▸ Your task:
Print out the entries below with no edits.

▸ Items:
-*-*-
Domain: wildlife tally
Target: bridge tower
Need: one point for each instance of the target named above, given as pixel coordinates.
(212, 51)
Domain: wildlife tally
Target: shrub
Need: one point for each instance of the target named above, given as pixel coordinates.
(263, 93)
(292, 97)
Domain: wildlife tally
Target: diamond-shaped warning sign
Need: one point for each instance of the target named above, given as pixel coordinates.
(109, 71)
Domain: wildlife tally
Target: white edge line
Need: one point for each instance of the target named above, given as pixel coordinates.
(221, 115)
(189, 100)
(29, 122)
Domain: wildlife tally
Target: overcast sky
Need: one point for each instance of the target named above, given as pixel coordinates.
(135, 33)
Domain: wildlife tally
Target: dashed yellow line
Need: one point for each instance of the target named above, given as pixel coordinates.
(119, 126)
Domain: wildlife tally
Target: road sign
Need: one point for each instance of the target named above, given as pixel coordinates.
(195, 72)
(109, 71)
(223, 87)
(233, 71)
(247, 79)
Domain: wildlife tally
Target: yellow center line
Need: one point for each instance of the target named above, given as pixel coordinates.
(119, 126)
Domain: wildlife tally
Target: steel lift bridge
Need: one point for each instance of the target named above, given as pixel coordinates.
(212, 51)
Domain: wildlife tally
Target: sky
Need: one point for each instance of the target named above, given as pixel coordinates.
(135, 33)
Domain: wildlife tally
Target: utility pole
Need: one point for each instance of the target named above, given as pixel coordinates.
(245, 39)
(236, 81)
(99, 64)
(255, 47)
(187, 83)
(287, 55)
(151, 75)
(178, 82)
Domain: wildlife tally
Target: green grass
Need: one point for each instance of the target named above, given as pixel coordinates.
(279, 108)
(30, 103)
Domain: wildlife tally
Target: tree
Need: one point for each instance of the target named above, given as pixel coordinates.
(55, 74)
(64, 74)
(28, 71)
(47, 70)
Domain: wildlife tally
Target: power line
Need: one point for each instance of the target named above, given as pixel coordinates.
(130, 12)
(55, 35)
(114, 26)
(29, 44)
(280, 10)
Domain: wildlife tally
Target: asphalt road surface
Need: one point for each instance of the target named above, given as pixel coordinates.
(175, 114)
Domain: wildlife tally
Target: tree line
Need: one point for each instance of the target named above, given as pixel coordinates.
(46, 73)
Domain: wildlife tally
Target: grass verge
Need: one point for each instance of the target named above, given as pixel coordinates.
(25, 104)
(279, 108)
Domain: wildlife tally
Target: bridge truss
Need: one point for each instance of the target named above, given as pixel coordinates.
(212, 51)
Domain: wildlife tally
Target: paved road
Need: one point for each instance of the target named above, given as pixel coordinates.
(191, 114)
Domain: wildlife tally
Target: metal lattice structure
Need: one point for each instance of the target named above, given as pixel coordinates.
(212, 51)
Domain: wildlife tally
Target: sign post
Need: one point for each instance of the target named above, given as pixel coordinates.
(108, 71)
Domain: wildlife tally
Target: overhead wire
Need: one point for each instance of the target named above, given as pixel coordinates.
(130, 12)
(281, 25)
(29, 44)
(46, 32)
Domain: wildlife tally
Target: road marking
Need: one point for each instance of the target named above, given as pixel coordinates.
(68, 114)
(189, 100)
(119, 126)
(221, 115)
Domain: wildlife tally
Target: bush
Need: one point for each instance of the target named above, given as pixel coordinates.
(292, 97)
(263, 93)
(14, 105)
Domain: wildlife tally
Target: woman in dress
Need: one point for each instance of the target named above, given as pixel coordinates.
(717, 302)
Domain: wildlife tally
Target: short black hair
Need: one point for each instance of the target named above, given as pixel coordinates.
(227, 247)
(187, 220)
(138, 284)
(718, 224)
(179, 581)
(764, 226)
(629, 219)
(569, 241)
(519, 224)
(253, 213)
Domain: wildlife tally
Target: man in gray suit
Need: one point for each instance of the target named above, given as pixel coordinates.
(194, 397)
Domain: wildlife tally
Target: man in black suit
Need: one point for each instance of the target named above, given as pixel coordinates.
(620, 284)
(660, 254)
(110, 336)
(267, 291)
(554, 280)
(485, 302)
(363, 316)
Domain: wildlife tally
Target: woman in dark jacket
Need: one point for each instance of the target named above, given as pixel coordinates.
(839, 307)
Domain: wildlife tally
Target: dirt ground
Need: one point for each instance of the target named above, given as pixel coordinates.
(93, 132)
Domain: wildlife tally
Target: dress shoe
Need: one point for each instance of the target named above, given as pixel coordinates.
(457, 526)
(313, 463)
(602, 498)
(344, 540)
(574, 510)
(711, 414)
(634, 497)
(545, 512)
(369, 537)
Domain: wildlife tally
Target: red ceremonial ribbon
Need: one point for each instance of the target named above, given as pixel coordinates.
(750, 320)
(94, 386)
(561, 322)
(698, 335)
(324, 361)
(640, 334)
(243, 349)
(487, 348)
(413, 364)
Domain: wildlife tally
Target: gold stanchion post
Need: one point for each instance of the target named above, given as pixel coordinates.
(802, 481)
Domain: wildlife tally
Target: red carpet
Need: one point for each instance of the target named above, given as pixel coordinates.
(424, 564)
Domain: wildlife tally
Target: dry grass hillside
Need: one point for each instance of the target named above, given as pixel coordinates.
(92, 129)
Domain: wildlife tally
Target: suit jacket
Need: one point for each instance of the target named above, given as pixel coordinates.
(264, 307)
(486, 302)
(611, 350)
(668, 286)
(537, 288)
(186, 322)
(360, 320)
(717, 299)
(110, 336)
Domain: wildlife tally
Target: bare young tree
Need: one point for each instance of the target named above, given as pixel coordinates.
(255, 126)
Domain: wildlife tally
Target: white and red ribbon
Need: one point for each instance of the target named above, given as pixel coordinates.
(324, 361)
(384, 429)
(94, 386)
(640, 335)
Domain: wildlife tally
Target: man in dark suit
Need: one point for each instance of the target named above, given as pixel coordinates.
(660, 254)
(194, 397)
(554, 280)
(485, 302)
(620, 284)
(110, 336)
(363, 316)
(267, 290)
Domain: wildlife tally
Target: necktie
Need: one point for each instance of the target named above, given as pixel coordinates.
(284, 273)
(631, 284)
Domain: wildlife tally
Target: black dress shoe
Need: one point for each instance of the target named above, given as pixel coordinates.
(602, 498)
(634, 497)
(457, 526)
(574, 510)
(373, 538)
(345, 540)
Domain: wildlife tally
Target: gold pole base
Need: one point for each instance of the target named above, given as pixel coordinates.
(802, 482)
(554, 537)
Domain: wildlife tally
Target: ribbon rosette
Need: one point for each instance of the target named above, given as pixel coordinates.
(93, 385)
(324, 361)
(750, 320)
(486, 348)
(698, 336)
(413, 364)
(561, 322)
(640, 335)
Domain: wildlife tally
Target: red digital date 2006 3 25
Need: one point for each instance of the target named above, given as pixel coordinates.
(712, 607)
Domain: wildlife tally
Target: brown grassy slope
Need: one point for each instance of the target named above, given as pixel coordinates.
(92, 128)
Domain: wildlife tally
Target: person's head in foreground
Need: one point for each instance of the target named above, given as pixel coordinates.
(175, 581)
-*-*-
▸ Complete answer:
Domain: wildlife tally
Target: bridge tower
Need: one point for each instance of the target named above, given as pixel coordinates.
(212, 51)
Domain: wildlife tally
Target: shrub
Need: one point for each instance of the target named above, given as pixel coordinates.
(263, 93)
(292, 97)
Domain: wildlife tally
Target: diamond-shaped warning sign
Need: one point for each instance of the target named above, given as pixel coordinates.
(109, 71)
Domain: wildlife tally
Target: white edge line
Need: one point for each instance of the target named above, given as pixel coordinates.
(221, 115)
(189, 100)
(29, 122)
Domain: wildlife tally
Target: overcast sky
Need: one point for each instance of the target named above, given as pixel coordinates.
(135, 33)
Domain: wildlife tally
Target: dashed yellow line
Need: one point for each instance of the target named above, given as pixel coordinates.
(119, 126)
Domain: wildlife tally
Target: road sign
Need: one point for each instance of the target named above, given as pixel coordinates.
(195, 72)
(109, 71)
(223, 87)
(233, 71)
(247, 79)
Domain: wildlife tally
Target: yellow center line
Need: one point for each instance of the target named above, given as pixel coordinates.
(119, 126)
Domain: wildlife tally
Target: steel lift bridge
Need: one point for each instance of the target named above, given as pixel coordinates.
(212, 51)
Domain: wildlife tally
Target: sky
Need: one point for each instance of the target named above, given as pixel coordinates.
(135, 33)
Domain: wildlife tally
Target: utility pole
Need: one point for each instance of the target named above, given as pixel coordinates.
(245, 39)
(236, 81)
(99, 64)
(255, 47)
(187, 83)
(287, 55)
(151, 75)
(178, 82)
Domain: wildlife tally
Target: green grass
Need: one point for each instance of the target named above, given as pixel coordinates.
(279, 108)
(30, 103)
Domain: wildlife tally
Target: tree
Need: one point for each instance of the target named above, given as pixel coordinates.
(55, 74)
(64, 74)
(28, 71)
(47, 70)
Domain: wildlife tally
Target: power line
Need: one point for each instance of the target named above, given as pixel coordinates.
(130, 12)
(55, 35)
(114, 26)
(29, 44)
(280, 10)
Domain: wildlife tally
Target: asphalt road surface
Need: one point for each instance of the target named above, given as pixel coordinates.
(175, 114)
Domain: wildlife tally
Target: tree line
Need: one point for each instance of the target named above, given as pixel coordinates.
(46, 73)
Domain: wildlife tally
Target: grass verge
Need: one point for each instance of the target named above, given as pixel coordinates.
(25, 104)
(279, 108)
Domain: wildlife tally
Target: bridge truss
Need: one point for each instance of the target named above, given as pixel coordinates.
(212, 51)
Domain: wildlife tally
Target: paved road
Need: one point for each instance of the target named above, given as pixel coordinates.
(191, 114)
Domain: wildlife tally
Target: metal lattice structure
Need: one point for each instance of the target named above, given as pixel coordinates.
(212, 51)
Domain: wildlife tally
Target: sign post
Need: one point for each instance of the target named above, given as pixel coordinates.
(108, 71)
Domain: wildlife tally
Target: overhead wire
Need: one point for each instance of the target named above, given as pixel coordinates.
(130, 12)
(281, 25)
(29, 44)
(46, 32)
Domain: wildlife tally
Target: road marking
Need: one point for each instance of the target named above, given as pixel coordinates.
(68, 114)
(189, 100)
(119, 126)
(221, 115)
Domain: wildlife tally
Target: bush
Need: one point for each instance of the target named above, given as pixel coordinates.
(292, 97)
(263, 93)
(14, 105)
Domain: wildlife tally
Target: woman in dress
Need: one point for each instance of the target named above, given as pixel coordinates.
(717, 302)
Domain: wildlife tally
Target: short black hair
Need: one point for each instance of the target named above, given as pixel coordinates.
(227, 247)
(187, 220)
(138, 284)
(718, 224)
(179, 581)
(764, 226)
(629, 219)
(569, 241)
(519, 224)
(253, 213)
Domain: wildlife tally
Target: man in gray suit
Need: one point for each instance of the target named above, given as pixel coordinates.
(194, 397)
Domain: wildlife tally
Target: man in black suit
Need: one point for each instance of the target named above, given as pixel coordinates.
(620, 284)
(660, 254)
(110, 336)
(267, 291)
(554, 280)
(485, 302)
(363, 316)
Domain: wildlife tally
Target: woman in dark jacket
Need: one point for each instance of the target named above, given as pixel coordinates.
(839, 307)
Domain: wildlife tally
Target: dirt ground
Need: one point for each instance of the target named above, given as pixel coordinates.
(93, 132)
Domain: wildlife tally
Target: dress shoe
Need: one point for each instance of the target named above, given as pixel coordinates.
(457, 526)
(313, 463)
(602, 498)
(344, 540)
(574, 510)
(711, 414)
(634, 497)
(545, 512)
(369, 537)
Domain: wildlife tally
Target: red ceremonial ribbon
Need: one point for each instance of the target named above, given as pixel coordinates.
(750, 320)
(94, 386)
(561, 322)
(698, 335)
(324, 361)
(640, 334)
(243, 349)
(487, 348)
(413, 364)
Domain: wildlife tally
Target: gold stanchion post
Need: one point for each instance of the target named above, given as pixel coordinates.
(802, 481)
Domain: wildlife tally
Target: red carpet
Need: one point for each instance of the target named above, given as pixel coordinates.
(424, 564)
Domain: wildlife tally
Target: dry grass hillside
Need: one point for each instance of the target named above, given as pixel coordinates.
(92, 129)
Domain: wildlife tally
Target: suit jacket
Need: one point for each instance of the target named above, given as pixel coordinates.
(264, 307)
(486, 302)
(611, 350)
(668, 286)
(537, 288)
(186, 322)
(360, 320)
(717, 299)
(110, 336)
Domain: wildlife tally
Target: bare young tree
Need: one point for each instance of the target named above, given as pixel coordinates.
(255, 126)
Domain: wildlife tally
Target: white and red ribbon
Need: one point for each instance of the target named above, given as pixel coordinates.
(324, 361)
(384, 429)
(94, 386)
(640, 335)
Domain: wildlife tally
Target: man in dark suit
Need: one point for each instance of the target named above, given as pixel coordinates.
(660, 254)
(194, 397)
(554, 280)
(485, 302)
(620, 284)
(110, 336)
(363, 316)
(267, 290)
Domain: wildlife tally
Target: necktie
Need: one point for each instance of the target named above, given as pixel coordinates.
(284, 273)
(631, 284)
Domain: wildlife tally
Target: black dress shoe
Need: one point for each instance of the target named above, given as pixel coordinates.
(602, 498)
(634, 497)
(457, 526)
(574, 510)
(373, 538)
(345, 540)
Domain: wildlife tally
Target: gold pole base
Need: one point for each instance of the target named above, given as pixel coordinates.
(802, 482)
(554, 537)
Domain: wildlife tally
Target: ribbon rosette
Need: one point for each instance of the target named above, given as pixel coordinates.
(93, 385)
(324, 361)
(750, 320)
(486, 348)
(698, 336)
(413, 364)
(561, 322)
(640, 335)
Domain: wildlife tally
Target: red digital date 2006 3 25
Need: one point for each instance of the target named above, given as pixel coordinates.
(712, 607)
Domain: wildlife tally
Target: brown grassy slope
Need: one point for each instance of the target named above, given as pixel coordinates.
(92, 128)
Domain: wildlife tally
Target: person's head in foreground
Need: one point for each instance of the target named above, given as pixel coordinates.
(175, 581)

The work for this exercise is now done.